EXCERPT:
Humans aren’t the only ones suffering from the flu this year.
Canine influenza, better known as “dog flu,” has been diagnosed in a number of dogs in the South Bay recently, veterinarians said.
United Veterinary Specialty & Emergency Hospital in Campbell has seen about 70 dogs with symptoms and/or known exposure to the flu, according to Stephanie LaPlume, a veterinarian with the hospital. Other South Bay hospitals, including Los Gatos Dog & Cat Hospital, also report seeing dogs with flu.
The virus can’t be passed on to humans, but is highly contagious among dogs, a veterinarian said. Dog owners are encouraged to vaccinate their dogs and avoid taking their dogs to places where they would come in contact with other dogs.
Megan Hanken, a veterinarian with Los Gatos Dog & Cat Hospital recommends clients not take their dogs to dog parks, boarding facilities, doggie day care, grooming. She said:
“The big thing is vaccination, and being careful of where your dog is going.”
As with humans, even if the dog were to get the flu after being vaccinated, “it will decrease their clinical signs,” she said.
Pet owners can contact their veterinarians to ask about vaccination, she said.
Dogs who have the flu can show mild signs, severe signs or no signs, according to Courtney Campbell, a Ventura vet who is the host of Nat Geo Wild’s Pet Talk.
“For dogs who have contracted the H3N2 virus, the onset of clinical signs is often rapid, i.e., two or three days. And for the following 10-14 days, pet parents may see their dogs cough, sneeze, spray nasal discharge, act lethargic, and have trouble breathing. All of these signs can look similarly analogous to a person that has caught the flu.”
There is some good news, Campbell said:
“In some cases the cough and illness will resolve on its own in a couple weeks.”

EXTRACTED DATA:
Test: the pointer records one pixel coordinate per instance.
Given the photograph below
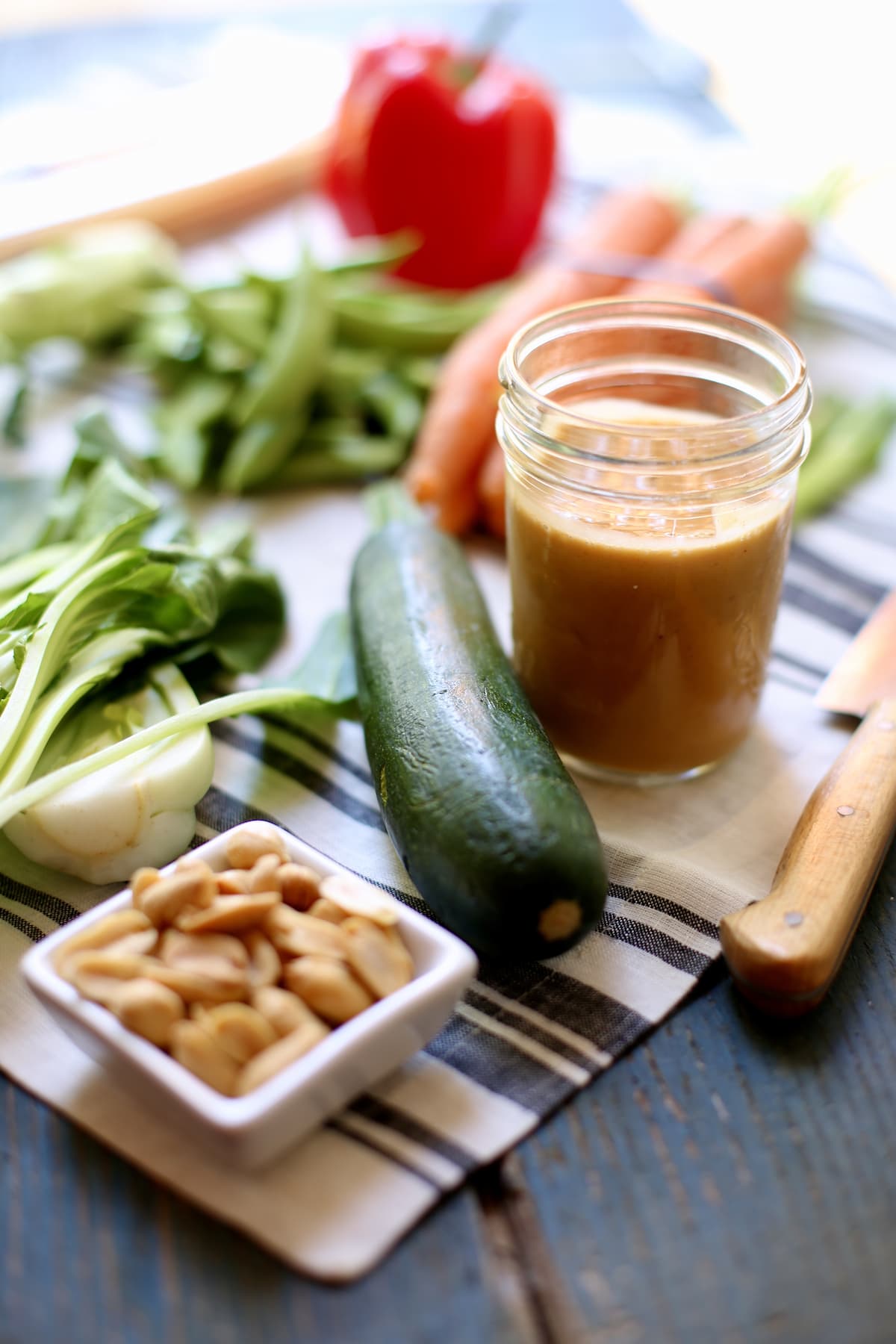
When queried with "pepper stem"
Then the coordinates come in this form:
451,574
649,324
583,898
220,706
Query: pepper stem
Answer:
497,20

PROBLEM STATEMENT: Rewrite the part of the dog flu text that opens with the words containing "The virus can’t" and closes with "with other dogs.", swapping "highly contagious" for "very contagious".

EXERCISE RESULT:
The virus can’t be passed on to humans, but is very contagious among dogs, a veterinarian said. Dog owners are encouraged to vaccinate their dogs and avoid taking their dogs to places where they would come in contact with other dogs.